• **Istruzioni esercizio**:
Elenca, per favore, le cause principali del superamento del settimo limite planetario riportate nel testo sull'acidificazione degli oceani.

• **Estratto fornito**:

• • • • •

Il settimo limite planetario, l’acidificazione degli oceani, è stato superato. Un passaggio critico che mette a rischio ecosistemi marini vitali e la capacità degli oceani di regolare il clima. Non siamo più nella fase delle parole: ora serve agire.
Sette dei nove limiti planetari – i confini ecologici che definiscono lo spazio sicuro entro cui l’umanità può prosperare – sono stati superati. Il settimo limite planetario, l’ultimo a cadere, è quello legato all’acidificazione degli oceani, come conferma il Potsdam Institute for Climate Impact Research. Un fenomeno invisibile agli occhi, ma dagli effetti profondi, che riduce la resilienza del nostro Pianeta.
Marine Animal Forests, le foreste sommerse che salvano il pianeta
Cos’è l’acidificazione degli oceani?
Quando l’anidride carbonica (CO₂) si scioglie nell’acqua marina, forma acido carbonico e abbassa il pH. È questo il processo noto come acidificazione. Dall’inizio dell’era industriale, il pH superficiale degli oceani si è ridotto di 0,1 unità: può sembrare poco, ma equivale a un aumento dell’acidità del 30-40%.
Perché è stato superato il settimo limite planetario
Le cause principali sono ben note:
- Emissioni di CO₂ dai combustibili fossili, parte delle quali finisce in mare;
- Deforestazione, che riduce la capacità di assorbire CO₂;
- Inquinamento industriale, che altera ulteriormente la chimica marina.
Il risultato? Ecosistemi fragili messi sotto pressione. Coralli, molluschi e plancton faticano a formare scheletri e conchiglie di carbonato di calcio. Le barriere coralline si indeboliscono, la biodiversità (già indebolita) cala ulteriormente, le catene alimentari si spezzano. Con conseguenze dirette anche per la sicurezza alimentare.

• • • • •

• **Record forniti**:
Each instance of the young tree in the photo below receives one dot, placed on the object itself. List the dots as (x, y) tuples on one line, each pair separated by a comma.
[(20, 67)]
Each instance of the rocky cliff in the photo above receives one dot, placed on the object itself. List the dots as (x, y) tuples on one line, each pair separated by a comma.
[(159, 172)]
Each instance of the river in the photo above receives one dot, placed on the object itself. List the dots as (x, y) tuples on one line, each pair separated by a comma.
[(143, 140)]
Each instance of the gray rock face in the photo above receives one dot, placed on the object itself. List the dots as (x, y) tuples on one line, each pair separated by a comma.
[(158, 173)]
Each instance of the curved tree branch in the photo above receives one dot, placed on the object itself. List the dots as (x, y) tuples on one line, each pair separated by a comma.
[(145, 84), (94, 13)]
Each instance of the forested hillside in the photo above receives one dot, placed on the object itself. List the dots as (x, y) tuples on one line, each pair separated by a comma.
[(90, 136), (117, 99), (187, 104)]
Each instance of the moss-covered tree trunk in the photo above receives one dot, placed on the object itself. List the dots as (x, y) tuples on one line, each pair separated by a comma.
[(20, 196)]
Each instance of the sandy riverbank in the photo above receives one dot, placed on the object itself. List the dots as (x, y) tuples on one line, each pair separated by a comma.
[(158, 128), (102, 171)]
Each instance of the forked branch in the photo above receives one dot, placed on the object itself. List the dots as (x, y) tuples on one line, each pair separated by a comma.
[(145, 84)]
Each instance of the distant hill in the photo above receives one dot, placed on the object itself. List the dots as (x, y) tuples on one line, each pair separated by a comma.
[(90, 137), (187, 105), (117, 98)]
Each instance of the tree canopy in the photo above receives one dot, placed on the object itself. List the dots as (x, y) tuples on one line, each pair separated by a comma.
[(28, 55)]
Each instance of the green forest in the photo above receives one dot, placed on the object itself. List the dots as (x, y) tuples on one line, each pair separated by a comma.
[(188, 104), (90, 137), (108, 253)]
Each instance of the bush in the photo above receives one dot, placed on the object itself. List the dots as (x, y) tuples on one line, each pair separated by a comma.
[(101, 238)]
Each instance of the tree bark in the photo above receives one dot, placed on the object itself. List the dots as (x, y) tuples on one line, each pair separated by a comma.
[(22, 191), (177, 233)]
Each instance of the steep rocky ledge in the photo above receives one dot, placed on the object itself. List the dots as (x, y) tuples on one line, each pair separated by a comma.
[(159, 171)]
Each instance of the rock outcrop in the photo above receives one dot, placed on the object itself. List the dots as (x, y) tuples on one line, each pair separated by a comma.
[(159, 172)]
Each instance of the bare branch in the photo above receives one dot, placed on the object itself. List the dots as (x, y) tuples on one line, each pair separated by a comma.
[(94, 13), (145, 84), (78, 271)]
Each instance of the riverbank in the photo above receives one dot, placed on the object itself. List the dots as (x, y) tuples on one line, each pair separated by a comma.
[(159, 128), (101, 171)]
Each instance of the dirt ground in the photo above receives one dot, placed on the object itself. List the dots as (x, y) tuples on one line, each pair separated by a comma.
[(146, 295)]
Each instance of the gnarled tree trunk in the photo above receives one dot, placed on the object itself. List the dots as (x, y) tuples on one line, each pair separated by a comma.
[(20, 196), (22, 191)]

• • • • •

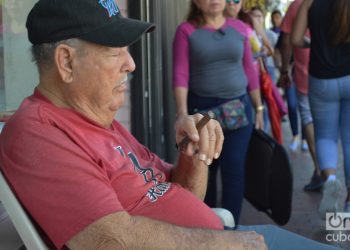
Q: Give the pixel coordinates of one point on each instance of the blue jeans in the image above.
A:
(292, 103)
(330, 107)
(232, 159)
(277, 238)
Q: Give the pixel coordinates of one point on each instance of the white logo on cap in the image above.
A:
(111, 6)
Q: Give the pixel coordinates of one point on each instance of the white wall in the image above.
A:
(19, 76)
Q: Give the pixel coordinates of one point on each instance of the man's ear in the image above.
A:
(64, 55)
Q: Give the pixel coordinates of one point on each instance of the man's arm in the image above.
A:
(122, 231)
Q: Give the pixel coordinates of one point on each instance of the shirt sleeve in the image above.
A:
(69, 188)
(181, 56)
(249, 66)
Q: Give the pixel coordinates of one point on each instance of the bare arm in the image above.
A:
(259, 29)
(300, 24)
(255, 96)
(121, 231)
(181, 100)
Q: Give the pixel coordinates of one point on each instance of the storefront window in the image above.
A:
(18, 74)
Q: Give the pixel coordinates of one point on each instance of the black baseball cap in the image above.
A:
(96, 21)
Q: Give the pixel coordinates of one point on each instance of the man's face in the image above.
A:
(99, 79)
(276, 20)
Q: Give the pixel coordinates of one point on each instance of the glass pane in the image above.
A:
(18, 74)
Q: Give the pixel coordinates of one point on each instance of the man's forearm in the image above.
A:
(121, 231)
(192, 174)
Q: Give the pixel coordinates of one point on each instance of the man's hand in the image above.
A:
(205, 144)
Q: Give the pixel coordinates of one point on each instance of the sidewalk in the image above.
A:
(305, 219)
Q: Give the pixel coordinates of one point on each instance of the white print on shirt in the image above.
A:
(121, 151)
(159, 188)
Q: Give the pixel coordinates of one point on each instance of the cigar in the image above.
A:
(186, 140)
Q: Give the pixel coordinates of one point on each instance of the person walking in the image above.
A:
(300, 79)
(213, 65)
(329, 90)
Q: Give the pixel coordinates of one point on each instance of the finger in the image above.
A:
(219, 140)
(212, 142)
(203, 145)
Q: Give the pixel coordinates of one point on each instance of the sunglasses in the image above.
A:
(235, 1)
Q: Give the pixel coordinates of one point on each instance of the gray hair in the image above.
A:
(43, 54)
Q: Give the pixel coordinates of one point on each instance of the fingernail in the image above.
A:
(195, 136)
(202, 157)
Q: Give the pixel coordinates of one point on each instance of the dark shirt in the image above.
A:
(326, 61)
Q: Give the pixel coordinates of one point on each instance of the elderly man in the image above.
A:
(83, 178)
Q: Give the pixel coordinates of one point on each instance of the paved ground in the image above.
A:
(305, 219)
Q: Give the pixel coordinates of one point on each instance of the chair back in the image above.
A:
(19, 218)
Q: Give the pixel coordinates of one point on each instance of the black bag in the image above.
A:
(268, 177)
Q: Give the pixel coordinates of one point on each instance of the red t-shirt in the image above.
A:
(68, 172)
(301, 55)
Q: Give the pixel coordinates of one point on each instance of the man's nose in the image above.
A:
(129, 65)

• • • • •

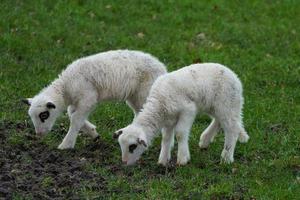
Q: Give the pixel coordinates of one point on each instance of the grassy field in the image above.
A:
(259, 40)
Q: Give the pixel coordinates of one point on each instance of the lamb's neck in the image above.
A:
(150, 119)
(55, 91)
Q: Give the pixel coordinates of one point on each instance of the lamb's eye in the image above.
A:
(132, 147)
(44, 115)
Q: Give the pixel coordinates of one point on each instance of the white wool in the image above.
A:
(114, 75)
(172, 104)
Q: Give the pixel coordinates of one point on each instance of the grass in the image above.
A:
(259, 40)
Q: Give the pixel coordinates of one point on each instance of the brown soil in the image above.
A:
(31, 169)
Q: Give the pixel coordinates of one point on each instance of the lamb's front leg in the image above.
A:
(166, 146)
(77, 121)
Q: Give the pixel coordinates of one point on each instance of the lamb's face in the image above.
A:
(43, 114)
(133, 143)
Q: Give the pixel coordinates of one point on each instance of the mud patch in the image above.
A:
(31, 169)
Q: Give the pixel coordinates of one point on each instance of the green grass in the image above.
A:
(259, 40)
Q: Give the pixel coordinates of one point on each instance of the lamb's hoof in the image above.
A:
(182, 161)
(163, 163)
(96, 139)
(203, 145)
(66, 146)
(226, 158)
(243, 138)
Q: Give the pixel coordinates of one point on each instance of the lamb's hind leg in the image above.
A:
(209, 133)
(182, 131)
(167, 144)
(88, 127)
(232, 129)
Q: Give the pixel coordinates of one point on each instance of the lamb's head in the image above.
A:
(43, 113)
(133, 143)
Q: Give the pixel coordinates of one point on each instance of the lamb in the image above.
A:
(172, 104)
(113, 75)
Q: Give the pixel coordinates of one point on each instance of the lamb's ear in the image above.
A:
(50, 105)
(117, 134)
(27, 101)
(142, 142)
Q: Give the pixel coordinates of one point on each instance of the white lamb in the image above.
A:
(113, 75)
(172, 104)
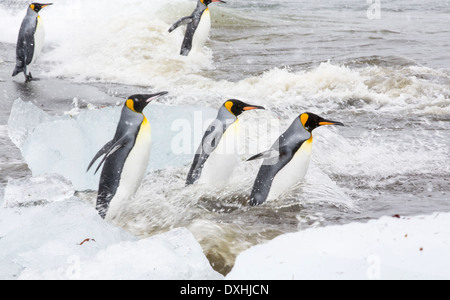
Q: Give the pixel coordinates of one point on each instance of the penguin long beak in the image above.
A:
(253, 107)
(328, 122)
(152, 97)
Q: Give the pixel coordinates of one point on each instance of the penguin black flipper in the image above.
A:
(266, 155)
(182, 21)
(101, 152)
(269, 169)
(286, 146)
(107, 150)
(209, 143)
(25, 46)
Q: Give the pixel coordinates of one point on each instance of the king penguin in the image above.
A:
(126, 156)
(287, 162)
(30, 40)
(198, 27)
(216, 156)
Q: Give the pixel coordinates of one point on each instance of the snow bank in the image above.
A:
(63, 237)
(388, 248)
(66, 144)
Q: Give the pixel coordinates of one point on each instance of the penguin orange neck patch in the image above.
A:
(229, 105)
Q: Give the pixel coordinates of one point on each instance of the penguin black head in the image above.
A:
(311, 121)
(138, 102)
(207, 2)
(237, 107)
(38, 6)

• • • • •

• **Soluzione del problema**:
- Emissioni di CO₂ dai combustibili fossili
- Deforestazione
- Inquinamento industriale